***** KUTIPAN *****

Pergulatan Intlektual Imam al-Ghazali
o l e h
Jamaluddin Mohammad
Jika
kita mau menengok kembali perjalanan sejarah umat manusia, kita akan
mendapati banyak sekali pergolakan, pertentangan, dan perebutan (atas
nama) “kebenaran”. Kebenaran seolah-olah tidak cukup hanya untuk
dipeluk dan diyakini, melainkan harus dipertaruhkan, dikukuhkan,
dikontestasikan, dan selanjutnya dijadikan alat kekuasaan.
Sehingga
seringkali “atas nama” kebenaran segalanya harus dibayar dengan darah,
nyawa, bahkan tidak jarang berakhir dengan perang terbuka. Al-Hallaj,
seorang sufi dari Persia, harus rela mati di tiang gantungan hanya
untuk mempertahankan doktrin hulul (bersemayamnya lahut di dalam nasut).
Syekh Siti Jenar diadili dan dieksekusi mati Wali Songo gara-gara
mengajarkan doktrin wihdat al-wujud (manunggaling kaula ing gusti) yang
dianggap “sesat” dan “menyesatkan”.
Ini adalah fakta sejarah
betapa “kebenaran” bisa tampil dalam berbagai warna dan bentuk.
Bergantung pada siapa dan demi kepentingan apa ia (di)hadir(kan). Pada
kenyataannya, kebenaran tidaklah bebas dari kepentingan dan kekuasaan.
Ia akan selamanya dipertaruhkan dan diperebutkan umat manusia.
Pertaruhan dan perebutan itu tidak selamanya terjadi dalam medan
terbuka. Terkadang ia muncul dan bergolak dalam ruang batin atau
psikologi seseorang.
Salah
satunya pernah dialami Imam al-Ghazali. Beliau pernah menderita semacam
“gejolak kejiwaan” pada saat beliau mencoba menelusuri “hakikat
kebenaran” (hakikah al-umur) dan “kebenaran sejati” (al-ilm al-yaqin).
Dalam pencariannya itu al-Ghazali mempelajari, mengkaji dan
memverifikasi segenap ilmu pengetahuan yang ada pada saat itu, seperti
ilmu kalam (teologi), fiqh, filsafat, dan tasawuf, berikut
cabang-cabangnya.
Pengalaman eksistensial al-Ghazali dalam
mencari dan mnyusuri “kebenaran” terekam jelas di dalam kitabnya
“al-Munqidz min al-Dhalal”. Dari awal-awal tulisannya itu, kita sudah
bisa mencium aroma kegelisahan al-Ghazali. Yang pasti, kata al-Ghazali,
kebenaran harus dicari, dan terus dicari sampai dalam waktu yang tak
berbatas. Kebenaran sejati tidak tersaji dalam tulisan, ucapan atau
pendapat orang. Kebenaran bersifat pribadi (subjektif), sehingga harus
didekati secara pribadi pula.

***** BARIS YANG DISEDIAKAN *****

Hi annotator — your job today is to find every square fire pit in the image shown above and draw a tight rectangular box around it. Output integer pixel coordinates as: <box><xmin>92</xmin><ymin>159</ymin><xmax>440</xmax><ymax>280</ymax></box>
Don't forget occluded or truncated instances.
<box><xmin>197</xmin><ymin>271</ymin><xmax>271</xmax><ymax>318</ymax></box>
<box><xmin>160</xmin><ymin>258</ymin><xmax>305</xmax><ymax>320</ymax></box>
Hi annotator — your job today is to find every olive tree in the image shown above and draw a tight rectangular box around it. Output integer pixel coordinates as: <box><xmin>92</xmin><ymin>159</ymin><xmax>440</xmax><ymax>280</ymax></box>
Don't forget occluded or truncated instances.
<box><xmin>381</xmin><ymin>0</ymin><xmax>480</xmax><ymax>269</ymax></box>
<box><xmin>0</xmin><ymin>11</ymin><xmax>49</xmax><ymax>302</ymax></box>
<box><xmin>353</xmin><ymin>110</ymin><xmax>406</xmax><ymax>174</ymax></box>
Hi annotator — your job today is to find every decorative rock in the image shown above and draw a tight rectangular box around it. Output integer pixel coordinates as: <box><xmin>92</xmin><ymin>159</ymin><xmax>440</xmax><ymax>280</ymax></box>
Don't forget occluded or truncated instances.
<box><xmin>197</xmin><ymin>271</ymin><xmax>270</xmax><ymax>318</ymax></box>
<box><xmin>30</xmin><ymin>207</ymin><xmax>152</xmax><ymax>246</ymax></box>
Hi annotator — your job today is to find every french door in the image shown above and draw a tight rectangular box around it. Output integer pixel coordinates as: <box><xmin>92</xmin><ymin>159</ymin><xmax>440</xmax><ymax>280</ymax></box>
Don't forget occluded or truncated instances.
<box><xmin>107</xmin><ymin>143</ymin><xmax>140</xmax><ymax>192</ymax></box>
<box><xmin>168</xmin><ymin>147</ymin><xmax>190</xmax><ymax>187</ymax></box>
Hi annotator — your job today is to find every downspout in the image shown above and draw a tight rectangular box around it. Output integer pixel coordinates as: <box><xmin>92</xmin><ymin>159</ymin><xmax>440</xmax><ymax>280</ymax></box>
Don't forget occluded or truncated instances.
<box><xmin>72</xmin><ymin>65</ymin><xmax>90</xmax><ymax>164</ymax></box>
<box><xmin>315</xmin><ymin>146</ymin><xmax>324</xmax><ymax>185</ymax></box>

*****

§ DESKRIPSI TUGAS
Menurut kutipan tentang Imam al-Ghazali, dalam kitab apa pengalaman eksistensial al-Ghazali dalam mencari kebenaran terekam jelas?

§ JAWABAN AKHIR
Pengalaman itu terekam jelas dalam kitab "al-Munqidz min al-Dhalal".